------ Passage présenté ------

Dans tous les cas, pour sortir du charbon, il faut aussi développer les énergies renouvelables. Alors certes, à première vue les chiffres sont encourageants. 46 % de la production électrique venaient des énergies vertes en 2019. Toutefois cela ne doit pas cacher une réalité moins réjouissante : le développement des énergies renouvelables s’est considérablement ralenti. Seules 325 éoliennes terrestres ont été mises en service l’année dernière. La situation est telle que le constructeur Enercon a annoncé des centaines de licenciement. « Et au lieu d’encourager le développement des énergies renouvelables, les responsables politiques parlent d’établir une distance fixe d’un kilomètre entre les éoliennes et les habitations », critique Juliane Dickel. Si cette mesure passe, cela réduira de 40 % les surfaces éoliennes potentielles.

Si rien n’est fait, la part des énergies renouvelables dans la production électrique ne dépassera pas les 49 % en 2030, soit bien en dessous des 65 % visés par le gouvernement. « Il faut absolument simplifier les procédures pour la construction », demande Juliane Dickel. Quant à Barbara Praetorius, elle recommande de faire davantage participer les citoyens aux projets afin d’en augmenter l’acceptation et d’éviter les recours en justice contre ces constructions.

------ Extrait des données ------

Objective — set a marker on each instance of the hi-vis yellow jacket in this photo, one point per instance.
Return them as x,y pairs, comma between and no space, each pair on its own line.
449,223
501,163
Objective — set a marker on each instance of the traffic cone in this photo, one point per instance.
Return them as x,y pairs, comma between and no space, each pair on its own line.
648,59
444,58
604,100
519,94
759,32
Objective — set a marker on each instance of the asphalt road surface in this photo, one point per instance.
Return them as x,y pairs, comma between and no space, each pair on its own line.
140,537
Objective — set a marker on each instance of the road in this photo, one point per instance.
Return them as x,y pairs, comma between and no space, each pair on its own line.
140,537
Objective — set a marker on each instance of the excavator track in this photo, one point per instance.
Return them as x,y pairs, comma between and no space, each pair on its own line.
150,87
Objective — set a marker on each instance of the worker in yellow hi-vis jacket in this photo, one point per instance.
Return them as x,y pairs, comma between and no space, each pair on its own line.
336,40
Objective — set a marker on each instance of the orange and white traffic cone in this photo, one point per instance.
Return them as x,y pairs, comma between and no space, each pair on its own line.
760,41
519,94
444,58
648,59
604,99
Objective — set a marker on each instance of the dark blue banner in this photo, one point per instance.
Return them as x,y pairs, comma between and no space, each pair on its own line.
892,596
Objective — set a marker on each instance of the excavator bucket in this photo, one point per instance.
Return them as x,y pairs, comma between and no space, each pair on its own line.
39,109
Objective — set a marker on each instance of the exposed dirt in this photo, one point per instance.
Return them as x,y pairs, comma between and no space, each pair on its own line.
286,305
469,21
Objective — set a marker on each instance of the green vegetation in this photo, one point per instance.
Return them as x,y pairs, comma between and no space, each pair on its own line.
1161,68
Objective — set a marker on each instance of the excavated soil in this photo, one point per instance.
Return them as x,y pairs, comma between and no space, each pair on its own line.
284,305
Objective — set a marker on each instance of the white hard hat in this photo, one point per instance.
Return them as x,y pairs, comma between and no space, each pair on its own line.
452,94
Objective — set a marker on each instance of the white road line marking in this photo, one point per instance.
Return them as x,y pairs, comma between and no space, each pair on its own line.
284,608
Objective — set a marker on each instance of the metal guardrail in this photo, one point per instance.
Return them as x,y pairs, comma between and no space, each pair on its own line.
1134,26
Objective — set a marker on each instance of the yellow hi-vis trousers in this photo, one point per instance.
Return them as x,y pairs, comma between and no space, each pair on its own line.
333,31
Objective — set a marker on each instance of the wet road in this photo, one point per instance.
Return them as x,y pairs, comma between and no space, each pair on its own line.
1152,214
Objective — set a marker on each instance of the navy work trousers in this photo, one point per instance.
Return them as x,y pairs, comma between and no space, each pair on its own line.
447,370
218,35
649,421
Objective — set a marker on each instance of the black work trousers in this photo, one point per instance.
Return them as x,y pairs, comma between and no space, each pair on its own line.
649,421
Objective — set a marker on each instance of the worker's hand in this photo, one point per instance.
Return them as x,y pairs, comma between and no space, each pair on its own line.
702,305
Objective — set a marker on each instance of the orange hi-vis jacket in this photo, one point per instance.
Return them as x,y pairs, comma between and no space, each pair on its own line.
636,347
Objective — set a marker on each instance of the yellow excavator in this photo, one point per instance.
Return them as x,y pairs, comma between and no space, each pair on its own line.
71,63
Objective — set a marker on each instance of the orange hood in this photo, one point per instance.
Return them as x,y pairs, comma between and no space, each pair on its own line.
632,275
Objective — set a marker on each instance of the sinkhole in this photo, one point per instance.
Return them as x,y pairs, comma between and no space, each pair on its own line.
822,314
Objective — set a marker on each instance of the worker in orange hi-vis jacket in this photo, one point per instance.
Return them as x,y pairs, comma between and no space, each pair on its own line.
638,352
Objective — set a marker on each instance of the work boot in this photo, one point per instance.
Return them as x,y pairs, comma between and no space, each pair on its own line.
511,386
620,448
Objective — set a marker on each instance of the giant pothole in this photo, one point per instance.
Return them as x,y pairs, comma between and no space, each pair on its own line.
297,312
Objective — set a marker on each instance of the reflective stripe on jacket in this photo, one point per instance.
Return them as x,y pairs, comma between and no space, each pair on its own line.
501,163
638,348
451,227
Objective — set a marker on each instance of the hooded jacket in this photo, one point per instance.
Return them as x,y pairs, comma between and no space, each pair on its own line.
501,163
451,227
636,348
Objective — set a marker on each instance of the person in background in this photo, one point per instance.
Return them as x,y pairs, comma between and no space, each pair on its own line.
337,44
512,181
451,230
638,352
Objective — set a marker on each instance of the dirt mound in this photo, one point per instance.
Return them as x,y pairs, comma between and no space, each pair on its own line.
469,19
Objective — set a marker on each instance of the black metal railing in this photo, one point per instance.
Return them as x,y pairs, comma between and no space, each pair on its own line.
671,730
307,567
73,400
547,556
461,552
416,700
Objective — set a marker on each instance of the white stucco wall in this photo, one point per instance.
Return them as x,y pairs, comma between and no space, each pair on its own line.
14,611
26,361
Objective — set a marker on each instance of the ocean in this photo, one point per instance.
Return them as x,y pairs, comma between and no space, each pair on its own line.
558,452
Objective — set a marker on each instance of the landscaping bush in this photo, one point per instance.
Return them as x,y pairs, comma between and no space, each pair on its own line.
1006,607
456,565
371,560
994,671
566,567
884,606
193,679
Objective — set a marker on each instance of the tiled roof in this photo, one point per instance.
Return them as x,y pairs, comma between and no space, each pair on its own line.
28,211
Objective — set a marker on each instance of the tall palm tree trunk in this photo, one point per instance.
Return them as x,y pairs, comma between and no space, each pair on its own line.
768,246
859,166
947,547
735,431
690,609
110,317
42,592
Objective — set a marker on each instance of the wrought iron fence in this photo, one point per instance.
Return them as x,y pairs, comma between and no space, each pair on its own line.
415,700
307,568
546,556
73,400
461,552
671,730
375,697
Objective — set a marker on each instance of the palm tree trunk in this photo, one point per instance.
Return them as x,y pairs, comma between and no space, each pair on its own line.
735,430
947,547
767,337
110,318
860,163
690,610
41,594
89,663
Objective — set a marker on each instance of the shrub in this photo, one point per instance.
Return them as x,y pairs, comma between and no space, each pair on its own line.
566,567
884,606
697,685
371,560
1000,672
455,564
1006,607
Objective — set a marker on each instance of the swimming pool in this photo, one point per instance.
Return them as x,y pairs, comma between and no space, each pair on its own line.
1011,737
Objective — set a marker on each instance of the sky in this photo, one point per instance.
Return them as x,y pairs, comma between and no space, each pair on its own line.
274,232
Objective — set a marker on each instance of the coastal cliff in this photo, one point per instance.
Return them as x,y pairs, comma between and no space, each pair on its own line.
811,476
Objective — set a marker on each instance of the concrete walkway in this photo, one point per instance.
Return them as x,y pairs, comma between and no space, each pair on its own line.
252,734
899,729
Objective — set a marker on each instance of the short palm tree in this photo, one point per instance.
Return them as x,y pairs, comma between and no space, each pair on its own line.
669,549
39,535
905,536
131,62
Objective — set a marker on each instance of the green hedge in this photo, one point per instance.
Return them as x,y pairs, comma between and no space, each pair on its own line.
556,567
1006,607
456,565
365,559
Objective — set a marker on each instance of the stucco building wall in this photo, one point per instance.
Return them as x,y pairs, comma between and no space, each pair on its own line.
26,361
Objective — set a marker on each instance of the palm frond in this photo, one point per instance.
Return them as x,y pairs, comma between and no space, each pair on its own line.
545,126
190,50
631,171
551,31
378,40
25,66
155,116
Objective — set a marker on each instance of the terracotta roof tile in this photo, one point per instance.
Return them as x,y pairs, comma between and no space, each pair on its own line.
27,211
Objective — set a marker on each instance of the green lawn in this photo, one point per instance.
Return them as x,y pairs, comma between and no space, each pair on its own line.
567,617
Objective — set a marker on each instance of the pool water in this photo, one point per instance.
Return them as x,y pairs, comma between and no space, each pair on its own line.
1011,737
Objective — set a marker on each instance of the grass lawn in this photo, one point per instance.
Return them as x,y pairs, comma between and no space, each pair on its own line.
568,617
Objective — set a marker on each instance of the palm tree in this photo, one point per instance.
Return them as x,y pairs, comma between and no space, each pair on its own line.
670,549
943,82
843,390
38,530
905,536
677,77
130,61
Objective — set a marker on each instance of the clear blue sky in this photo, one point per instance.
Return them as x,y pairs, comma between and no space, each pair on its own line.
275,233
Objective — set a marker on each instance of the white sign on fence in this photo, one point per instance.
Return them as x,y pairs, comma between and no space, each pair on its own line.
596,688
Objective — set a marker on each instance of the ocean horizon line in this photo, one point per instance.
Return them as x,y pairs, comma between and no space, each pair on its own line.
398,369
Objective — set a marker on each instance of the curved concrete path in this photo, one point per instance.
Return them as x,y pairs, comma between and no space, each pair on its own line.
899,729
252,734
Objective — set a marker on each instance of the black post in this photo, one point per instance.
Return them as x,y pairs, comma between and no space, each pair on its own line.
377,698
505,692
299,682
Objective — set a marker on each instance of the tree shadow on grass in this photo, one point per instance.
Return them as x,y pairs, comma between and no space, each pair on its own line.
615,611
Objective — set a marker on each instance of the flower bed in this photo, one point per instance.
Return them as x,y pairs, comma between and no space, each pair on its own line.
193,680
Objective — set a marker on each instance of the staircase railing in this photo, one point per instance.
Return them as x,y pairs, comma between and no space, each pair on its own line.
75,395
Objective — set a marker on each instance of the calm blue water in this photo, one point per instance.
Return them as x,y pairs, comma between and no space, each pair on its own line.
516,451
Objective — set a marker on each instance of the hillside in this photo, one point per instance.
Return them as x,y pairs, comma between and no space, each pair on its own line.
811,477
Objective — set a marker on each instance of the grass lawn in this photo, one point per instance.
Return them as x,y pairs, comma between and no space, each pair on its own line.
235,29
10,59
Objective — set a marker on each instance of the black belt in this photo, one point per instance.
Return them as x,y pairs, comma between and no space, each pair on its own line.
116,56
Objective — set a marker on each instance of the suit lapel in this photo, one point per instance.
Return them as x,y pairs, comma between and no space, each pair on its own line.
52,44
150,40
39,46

------

▶ [Travail demandé]
D'après le passage sur les énergies renouvelables, pourquoi Barbara Praetorius veut-elle faire davantage participer les citoyens aux projets ? Répondez en une à trois phrases. Ces lignes viennent d'une autre source.

▶ [Réponse]
Elle veut associer davantage les citoyens aux projets pour que ceux-ci soient mieux acceptés. Cela permettrait aussi d'éviter les recours en justice contre ces constructions.